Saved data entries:
--------------------
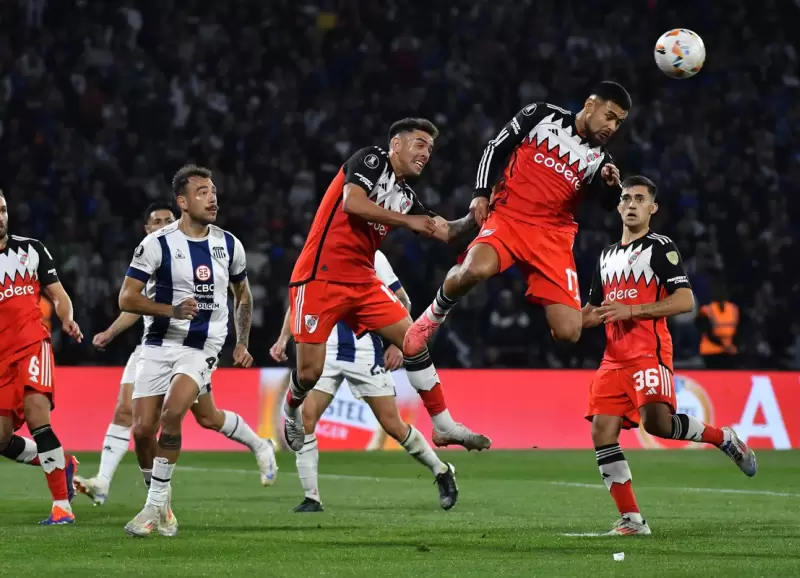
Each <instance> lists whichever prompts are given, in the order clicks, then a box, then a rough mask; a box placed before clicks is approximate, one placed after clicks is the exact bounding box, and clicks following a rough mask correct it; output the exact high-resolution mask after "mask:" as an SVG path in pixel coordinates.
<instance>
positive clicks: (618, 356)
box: [589, 232, 691, 371]
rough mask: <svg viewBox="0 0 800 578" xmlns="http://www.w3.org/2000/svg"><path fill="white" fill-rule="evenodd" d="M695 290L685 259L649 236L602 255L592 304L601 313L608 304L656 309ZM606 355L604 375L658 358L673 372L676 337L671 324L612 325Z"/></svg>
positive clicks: (601, 365) (651, 236)
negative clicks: (623, 304) (687, 272)
mask: <svg viewBox="0 0 800 578" xmlns="http://www.w3.org/2000/svg"><path fill="white" fill-rule="evenodd" d="M682 287H686V288H689V289H691V284H690V283H689V278H688V277H687V275H686V270H685V269H684V267H683V261H682V259H681V254H680V253H679V252H678V248H677V247H676V246H675V243H673V242H672V240H671V239H670V238H669V237H665V236H663V235H658V234H656V233H653V232H648V234H647V235H645V236H644V237H641V238H639V239H636V240H635V241H633V242H632V243H630V244H628V245H623V244H622V243H621V242H618V243H614V244H613V245H611V246H610V247H606V248H605V249H603V252H602V253H601V254H600V259H599V260H598V262H597V268H596V269H595V273H594V278H593V280H592V288H591V290H590V292H589V303H590V304H591V305H594V306H597V307H599V306H600V305H601V304H602V302H603V301H604V300H606V299H607V300H609V301H619V302H621V303H624V304H626V305H640V304H642V303H655V302H656V301H659V300H661V299H664V298H665V297H667V296H668V295H670V294H672V293H674V292H675V291H676V290H678V289H680V288H682ZM605 328H606V350H605V354H604V355H603V361H602V363H601V364H600V368H601V369H614V368H620V367H627V366H629V365H632V364H633V363H634V362H635V361H636V360H639V359H644V358H655V359H657V360H658V363H659V364H660V365H663V366H664V367H666V368H667V369H669V370H670V371H671V370H672V337H671V336H670V334H669V329H668V328H667V320H666V318H664V317H661V318H659V319H628V320H626V321H617V322H614V323H608V324H606V326H605Z"/></svg>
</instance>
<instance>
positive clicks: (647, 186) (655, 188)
mask: <svg viewBox="0 0 800 578" xmlns="http://www.w3.org/2000/svg"><path fill="white" fill-rule="evenodd" d="M631 187H644V188H646V189H647V192H648V193H650V196H651V197H653V200H654V201H655V200H656V195H658V187H657V186H656V184H655V183H654V182H653V181H651V180H650V179H648V178H647V177H645V176H642V175H634V176H632V177H628V178H627V179H625V180H624V181H622V188H623V189H629V188H631Z"/></svg>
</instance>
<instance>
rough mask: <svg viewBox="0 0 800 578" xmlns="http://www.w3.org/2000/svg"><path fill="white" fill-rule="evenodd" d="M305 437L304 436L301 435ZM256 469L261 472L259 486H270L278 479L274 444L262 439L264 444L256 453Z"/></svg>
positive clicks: (271, 442)
mask: <svg viewBox="0 0 800 578" xmlns="http://www.w3.org/2000/svg"><path fill="white" fill-rule="evenodd" d="M303 435H305V434H303ZM256 461H257V462H258V469H259V470H260V471H261V485H262V486H271V485H272V484H274V483H275V480H276V479H277V478H278V463H277V462H276V461H275V442H273V441H272V440H271V439H264V443H263V445H262V447H261V449H259V450H258V451H257V452H256Z"/></svg>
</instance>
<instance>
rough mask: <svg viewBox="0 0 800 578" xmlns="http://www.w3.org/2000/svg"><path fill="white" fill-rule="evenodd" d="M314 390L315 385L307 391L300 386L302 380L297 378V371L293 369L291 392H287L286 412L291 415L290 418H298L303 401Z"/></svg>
mask: <svg viewBox="0 0 800 578" xmlns="http://www.w3.org/2000/svg"><path fill="white" fill-rule="evenodd" d="M312 389H314V386H313V385H312V386H311V387H310V388H308V389H307V390H306V389H304V388H303V386H302V385H301V384H300V380H299V379H298V378H297V370H296V369H293V370H292V373H291V374H290V376H289V391H287V392H286V404H285V410H286V414H287V415H289V414H291V415H289V417H291V418H296V417H297V411H296V410H297V408H299V407H300V406H301V405H303V401H304V400H305V399H306V396H307V395H308V392H309V391H311V390H312Z"/></svg>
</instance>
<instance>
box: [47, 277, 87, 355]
mask: <svg viewBox="0 0 800 578" xmlns="http://www.w3.org/2000/svg"><path fill="white" fill-rule="evenodd" d="M44 292H45V293H47V296H48V297H49V298H50V300H51V301H52V302H53V308H54V309H55V312H56V315H58V318H59V319H60V320H61V328H62V329H63V330H64V332H65V333H66V334H67V335H69V336H70V337H72V338H74V339H75V340H76V341H77V342H78V343H80V342H81V341H82V340H83V333H81V329H80V327H78V324H77V323H75V320H74V319H73V318H72V316H73V308H72V299H70V298H69V295H67V292H66V291H65V290H64V286H63V285H62V284H61V282H60V281H56V282H55V283H50V284H49V285H45V288H44Z"/></svg>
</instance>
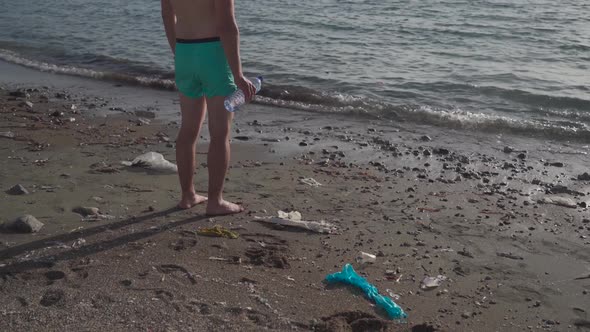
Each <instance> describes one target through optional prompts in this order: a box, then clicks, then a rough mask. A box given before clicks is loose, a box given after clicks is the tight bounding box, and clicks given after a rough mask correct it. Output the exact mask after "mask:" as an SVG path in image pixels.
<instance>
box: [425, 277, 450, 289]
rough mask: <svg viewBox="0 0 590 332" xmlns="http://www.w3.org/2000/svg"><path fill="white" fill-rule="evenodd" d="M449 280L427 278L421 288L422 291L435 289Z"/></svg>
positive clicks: (436, 277)
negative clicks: (443, 283) (421, 289)
mask: <svg viewBox="0 0 590 332" xmlns="http://www.w3.org/2000/svg"><path fill="white" fill-rule="evenodd" d="M445 280H447V277H445V276H442V275H438V276H436V277H426V278H424V279H423V280H422V284H421V285H420V288H422V289H427V290H428V289H434V288H436V287H438V286H440V285H441V284H442V282H443V281H445Z"/></svg>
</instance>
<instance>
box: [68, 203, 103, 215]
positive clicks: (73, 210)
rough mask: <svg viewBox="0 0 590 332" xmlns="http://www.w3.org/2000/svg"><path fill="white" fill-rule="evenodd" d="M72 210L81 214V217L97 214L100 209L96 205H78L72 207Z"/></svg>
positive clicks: (99, 211)
mask: <svg viewBox="0 0 590 332" xmlns="http://www.w3.org/2000/svg"><path fill="white" fill-rule="evenodd" d="M72 212H75V213H77V214H80V215H82V216H83V217H88V216H98V215H99V214H100V210H99V209H98V208H96V207H85V206H78V207H75V208H73V209H72Z"/></svg>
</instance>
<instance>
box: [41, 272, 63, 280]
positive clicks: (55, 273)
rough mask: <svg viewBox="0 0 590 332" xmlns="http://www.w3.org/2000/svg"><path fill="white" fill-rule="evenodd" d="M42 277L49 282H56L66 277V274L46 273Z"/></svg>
mask: <svg viewBox="0 0 590 332" xmlns="http://www.w3.org/2000/svg"><path fill="white" fill-rule="evenodd" d="M44 275H45V278H47V280H49V281H56V280H60V279H63V278H65V277H66V274H65V273H63V272H62V271H47V272H45V274H44Z"/></svg>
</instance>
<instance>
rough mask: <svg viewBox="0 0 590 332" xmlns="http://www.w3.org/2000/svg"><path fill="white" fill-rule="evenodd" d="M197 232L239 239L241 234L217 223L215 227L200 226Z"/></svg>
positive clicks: (232, 238) (222, 236)
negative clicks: (228, 228) (227, 228)
mask: <svg viewBox="0 0 590 332" xmlns="http://www.w3.org/2000/svg"><path fill="white" fill-rule="evenodd" d="M197 234H199V235H203V236H212V237H225V238H228V239H237V238H238V237H240V234H238V233H236V232H233V231H230V230H229V229H227V228H225V227H223V226H219V225H215V226H213V227H205V228H199V230H198V231H197Z"/></svg>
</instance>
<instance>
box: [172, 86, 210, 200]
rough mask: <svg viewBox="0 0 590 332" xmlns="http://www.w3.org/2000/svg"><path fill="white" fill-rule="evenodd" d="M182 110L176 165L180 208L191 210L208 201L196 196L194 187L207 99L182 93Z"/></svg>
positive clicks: (178, 139) (176, 145)
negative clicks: (177, 174) (180, 190)
mask: <svg viewBox="0 0 590 332" xmlns="http://www.w3.org/2000/svg"><path fill="white" fill-rule="evenodd" d="M180 110H181V114H182V120H181V125H180V131H179V132H178V137H177V139H176V163H177V164H178V177H179V179H180V188H181V189H182V198H181V200H180V203H178V207H179V208H181V209H190V208H191V207H193V206H195V205H197V204H199V203H202V202H205V201H206V200H207V197H204V196H201V195H197V194H196V192H195V186H194V178H195V169H196V147H197V139H198V137H199V132H200V131H201V126H202V125H203V121H204V120H205V115H206V113H207V104H206V102H205V98H204V97H201V98H199V99H192V98H189V97H186V96H184V95H183V94H182V93H181V94H180Z"/></svg>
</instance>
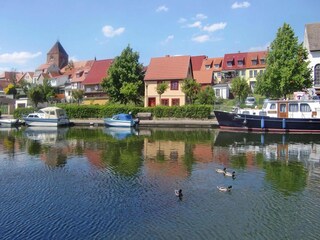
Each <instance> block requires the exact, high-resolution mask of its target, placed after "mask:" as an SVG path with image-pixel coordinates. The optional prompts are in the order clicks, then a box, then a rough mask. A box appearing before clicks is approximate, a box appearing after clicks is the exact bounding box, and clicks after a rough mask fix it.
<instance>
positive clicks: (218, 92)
mask: <svg viewBox="0 0 320 240" xmlns="http://www.w3.org/2000/svg"><path fill="white" fill-rule="evenodd" d="M220 91H221V90H220V89H216V92H215V94H216V97H221V96H220Z"/></svg>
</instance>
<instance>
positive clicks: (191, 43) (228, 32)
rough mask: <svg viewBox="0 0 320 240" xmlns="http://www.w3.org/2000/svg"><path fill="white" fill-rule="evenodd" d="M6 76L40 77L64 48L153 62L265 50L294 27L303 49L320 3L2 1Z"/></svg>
mask: <svg viewBox="0 0 320 240" xmlns="http://www.w3.org/2000/svg"><path fill="white" fill-rule="evenodd" d="M0 6H1V14H0V26H1V34H0V72H2V71H11V70H16V71H34V70H35V69H36V68H37V67H38V66H39V65H41V64H43V63H45V62H46V56H47V52H48V51H49V50H50V49H51V47H52V46H53V45H54V44H55V42H56V41H57V40H59V41H60V43H61V44H62V46H63V47H64V49H65V50H66V52H67V53H68V55H69V58H70V59H72V60H74V61H82V60H91V59H94V58H95V57H96V59H97V60H99V59H109V58H114V57H116V56H118V55H120V54H121V51H122V50H123V49H124V48H126V47H127V46H128V45H130V47H131V48H132V49H133V50H134V51H137V52H138V53H139V55H140V62H141V63H143V64H144V65H148V64H149V62H150V59H151V58H152V57H161V56H165V55H193V56H195V55H206V56H208V57H222V56H223V55H224V54H226V53H233V52H238V51H241V52H247V51H257V50H266V48H267V46H268V45H269V44H270V43H271V42H272V41H273V40H274V38H275V36H276V33H277V30H278V29H279V28H280V27H282V25H283V24H284V23H288V24H289V25H290V26H291V27H292V28H293V30H294V32H295V35H296V36H297V37H298V38H299V42H302V41H303V37H304V27H305V24H307V23H315V22H320V19H319V16H320V15H319V8H320V1H319V0H280V1H279V0H264V1H262V0H247V1H235V0H222V1H221V0H196V1H195V0H193V1H191V0H170V1H169V0H162V1H159V0H154V1H151V0H117V1H110V0H55V1H52V0H29V1H24V0H2V1H1V3H0Z"/></svg>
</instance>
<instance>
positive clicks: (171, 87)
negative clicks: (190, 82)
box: [170, 81, 179, 90]
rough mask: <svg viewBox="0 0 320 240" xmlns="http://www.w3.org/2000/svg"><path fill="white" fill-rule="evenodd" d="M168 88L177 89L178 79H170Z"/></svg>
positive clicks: (177, 89) (178, 82)
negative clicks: (169, 86)
mask: <svg viewBox="0 0 320 240" xmlns="http://www.w3.org/2000/svg"><path fill="white" fill-rule="evenodd" d="M170 89H171V90H179V82H178V81H171V84H170Z"/></svg>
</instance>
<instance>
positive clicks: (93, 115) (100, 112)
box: [14, 104, 213, 119]
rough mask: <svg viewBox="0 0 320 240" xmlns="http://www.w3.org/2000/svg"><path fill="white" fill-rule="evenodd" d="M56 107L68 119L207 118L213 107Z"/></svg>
mask: <svg viewBox="0 0 320 240" xmlns="http://www.w3.org/2000/svg"><path fill="white" fill-rule="evenodd" d="M57 107H60V108H63V109H65V110H66V112H67V115H68V116H69V118H70V119H90V118H105V117H111V116H112V115H114V114H118V113H129V112H131V113H132V115H133V116H136V115H137V113H138V112H151V114H152V116H153V117H154V118H191V119H192V118H193V119H205V118H209V117H210V114H211V112H212V109H213V107H212V106H210V105H186V106H173V107H167V106H156V107H136V106H131V105H77V104H57ZM34 110H35V109H34V108H18V109H16V110H15V111H14V117H15V118H20V119H21V118H22V116H23V115H26V114H28V113H30V112H34Z"/></svg>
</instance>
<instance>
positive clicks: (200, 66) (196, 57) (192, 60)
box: [191, 55, 207, 71]
mask: <svg viewBox="0 0 320 240" xmlns="http://www.w3.org/2000/svg"><path fill="white" fill-rule="evenodd" d="M206 58H207V57H206V56H204V55H202V56H192V57H191V63H192V70H193V71H199V70H200V68H201V65H202V62H203V61H204V60H205V59H206Z"/></svg>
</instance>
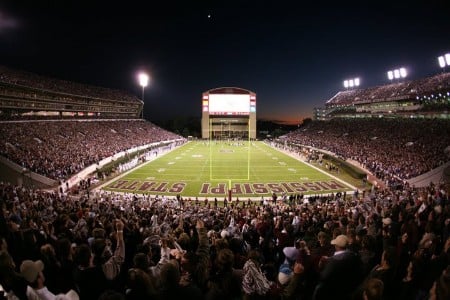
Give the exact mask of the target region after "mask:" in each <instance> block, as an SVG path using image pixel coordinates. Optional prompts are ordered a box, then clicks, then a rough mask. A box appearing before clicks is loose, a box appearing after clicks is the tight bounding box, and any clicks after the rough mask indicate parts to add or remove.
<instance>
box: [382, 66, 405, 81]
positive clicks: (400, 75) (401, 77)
mask: <svg viewBox="0 0 450 300" xmlns="http://www.w3.org/2000/svg"><path fill="white" fill-rule="evenodd" d="M387 74H388V79H389V80H391V81H392V80H394V79H401V78H405V77H406V76H408V72H407V71H406V68H403V67H402V68H399V69H394V70H391V71H388V72H387Z"/></svg>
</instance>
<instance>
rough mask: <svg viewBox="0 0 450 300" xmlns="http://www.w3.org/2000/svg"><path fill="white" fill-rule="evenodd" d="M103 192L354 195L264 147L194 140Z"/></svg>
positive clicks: (328, 177)
mask: <svg viewBox="0 0 450 300" xmlns="http://www.w3.org/2000/svg"><path fill="white" fill-rule="evenodd" d="M103 189H104V190H108V191H116V192H127V193H136V194H151V195H178V194H180V195H181V196H184V197H197V196H198V197H217V198H218V199H221V198H219V197H226V196H228V195H229V191H231V193H232V196H233V197H245V198H247V197H252V198H254V197H259V198H260V197H261V196H264V197H267V196H271V195H272V194H273V193H275V194H277V195H278V196H281V195H283V194H287V195H291V194H304V195H308V194H322V193H331V192H334V193H336V192H338V191H351V190H352V187H351V186H350V185H348V184H346V183H344V182H343V181H340V180H339V179H337V178H335V177H333V176H331V175H328V174H326V173H325V172H322V171H320V170H319V169H317V168H314V167H313V166H311V165H308V164H306V163H303V162H301V161H299V160H297V159H296V158H293V157H291V156H290V155H287V154H284V153H282V152H280V151H278V150H276V149H274V148H272V147H270V146H268V145H266V144H265V143H263V142H258V141H257V142H255V141H239V142H226V141H211V142H208V141H194V142H188V143H186V144H185V145H183V146H181V147H179V148H176V149H174V150H172V151H171V152H168V153H167V154H164V155H161V156H159V157H157V158H156V159H154V160H152V161H150V162H147V163H145V164H143V165H141V166H139V167H137V168H136V169H133V170H132V171H129V172H127V173H125V175H124V176H121V177H120V178H118V179H116V180H114V181H112V182H111V183H109V184H107V185H106V186H104V187H103Z"/></svg>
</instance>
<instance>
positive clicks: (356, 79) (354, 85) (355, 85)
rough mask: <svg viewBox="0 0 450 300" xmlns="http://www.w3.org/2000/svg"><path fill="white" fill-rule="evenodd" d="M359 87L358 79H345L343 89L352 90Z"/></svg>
mask: <svg viewBox="0 0 450 300" xmlns="http://www.w3.org/2000/svg"><path fill="white" fill-rule="evenodd" d="M357 86H359V78H358V77H357V78H352V79H346V80H344V87H345V88H352V87H357Z"/></svg>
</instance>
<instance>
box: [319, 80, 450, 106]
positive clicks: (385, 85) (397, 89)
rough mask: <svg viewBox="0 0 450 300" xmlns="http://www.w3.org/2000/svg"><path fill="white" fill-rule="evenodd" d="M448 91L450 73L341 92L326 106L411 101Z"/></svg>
mask: <svg viewBox="0 0 450 300" xmlns="http://www.w3.org/2000/svg"><path fill="white" fill-rule="evenodd" d="M449 90H450V72H447V73H441V74H438V75H434V76H431V77H427V78H423V79H418V80H407V81H399V82H393V83H391V84H387V85H381V86H375V87H369V88H365V89H351V90H346V91H341V92H339V93H337V94H336V95H335V96H333V97H332V98H331V99H329V100H328V101H327V103H326V105H327V106H334V105H351V104H360V103H372V102H384V101H392V100H402V99H403V100H411V99H416V98H417V97H422V96H423V95H431V94H433V93H436V92H441V91H442V92H447V91H449Z"/></svg>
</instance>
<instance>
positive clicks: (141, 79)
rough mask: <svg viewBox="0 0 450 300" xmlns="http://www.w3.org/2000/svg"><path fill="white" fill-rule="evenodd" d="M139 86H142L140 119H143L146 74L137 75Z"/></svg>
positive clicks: (147, 80)
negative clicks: (141, 105) (140, 118)
mask: <svg viewBox="0 0 450 300" xmlns="http://www.w3.org/2000/svg"><path fill="white" fill-rule="evenodd" d="M138 79H139V85H140V86H142V113H141V116H142V119H143V118H144V103H145V102H144V89H145V87H146V86H147V85H148V80H149V76H148V75H147V74H146V73H143V72H142V73H139V75H138Z"/></svg>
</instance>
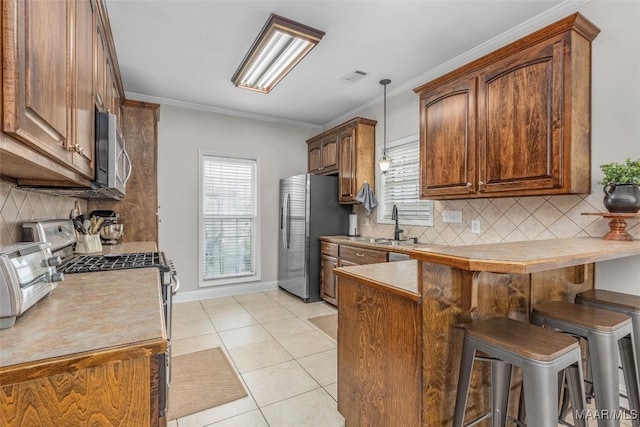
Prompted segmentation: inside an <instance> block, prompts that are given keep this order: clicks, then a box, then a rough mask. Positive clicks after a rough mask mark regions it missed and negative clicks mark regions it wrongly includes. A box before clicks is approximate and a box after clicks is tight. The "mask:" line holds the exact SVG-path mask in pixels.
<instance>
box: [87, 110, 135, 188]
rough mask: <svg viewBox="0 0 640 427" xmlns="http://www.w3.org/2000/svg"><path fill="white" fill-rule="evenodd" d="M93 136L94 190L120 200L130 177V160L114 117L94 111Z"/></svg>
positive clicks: (104, 113) (130, 171) (97, 110)
mask: <svg viewBox="0 0 640 427" xmlns="http://www.w3.org/2000/svg"><path fill="white" fill-rule="evenodd" d="M95 135H96V151H95V156H96V157H95V170H96V176H95V179H94V181H93V185H94V187H95V190H96V191H97V192H99V193H102V194H104V195H110V196H112V197H113V198H115V199H121V198H122V197H123V196H124V194H125V191H126V186H127V181H128V180H129V177H130V176H131V159H130V158H129V154H127V151H126V149H125V144H124V138H123V137H122V135H121V134H120V132H119V131H118V127H117V126H116V116H115V115H114V114H111V113H106V112H102V111H98V110H96V121H95Z"/></svg>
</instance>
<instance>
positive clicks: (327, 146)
mask: <svg viewBox="0 0 640 427" xmlns="http://www.w3.org/2000/svg"><path fill="white" fill-rule="evenodd" d="M320 147H321V151H322V171H323V173H325V174H329V173H334V172H336V171H337V170H338V140H337V139H336V137H335V136H331V137H329V138H326V139H323V140H322V141H321V142H320Z"/></svg>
--------------------
▸ Task description:
Please give again the lines above between the line holding "box: [170, 81, 179, 90]" and the line holding "box: [14, 104, 213, 119]", inclusive, exactly as they are and with nothing added.

▸ Task result:
box: [170, 81, 179, 90]
rough mask: <svg viewBox="0 0 320 240" xmlns="http://www.w3.org/2000/svg"><path fill="white" fill-rule="evenodd" d="M168 88L177 89L178 79H170Z"/></svg>
positive clicks: (177, 89) (178, 82)
negative clicks: (169, 86)
mask: <svg viewBox="0 0 320 240" xmlns="http://www.w3.org/2000/svg"><path fill="white" fill-rule="evenodd" d="M170 89H171V90H179V82H178V81H171V84H170Z"/></svg>
</instance>
<instance>
positive clicks: (93, 115) (100, 112)
box: [14, 104, 213, 119]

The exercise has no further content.